INFORMATION SHOWN below:
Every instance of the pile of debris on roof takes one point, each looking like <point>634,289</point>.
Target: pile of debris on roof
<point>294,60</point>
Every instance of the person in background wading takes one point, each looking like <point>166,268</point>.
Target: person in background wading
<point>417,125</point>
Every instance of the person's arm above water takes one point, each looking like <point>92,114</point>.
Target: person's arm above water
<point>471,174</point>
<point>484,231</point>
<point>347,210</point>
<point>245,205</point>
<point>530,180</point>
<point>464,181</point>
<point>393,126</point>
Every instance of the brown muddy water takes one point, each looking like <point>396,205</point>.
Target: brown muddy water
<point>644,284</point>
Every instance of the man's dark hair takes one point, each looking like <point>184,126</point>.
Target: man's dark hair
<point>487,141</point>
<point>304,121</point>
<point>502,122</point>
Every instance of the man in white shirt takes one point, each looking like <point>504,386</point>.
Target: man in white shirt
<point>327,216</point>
End of INFORMATION SHOWN.
● WHAT YOU NEED TO DO
Each line from the one that holds "Target: brown muddy water" to the end of the records above should be transcribed exactly, both ends included.

● RESULT OF THIS EXERCISE
Target: brown muddy water
<point>644,284</point>
Every instance of the man's dark hair takes one point, each looking like <point>184,126</point>.
Target: man's dark hair
<point>487,141</point>
<point>304,121</point>
<point>502,122</point>
Every instance of the man in white shirt takes one point, each looking like <point>504,386</point>.
Target: man in white shirt
<point>327,216</point>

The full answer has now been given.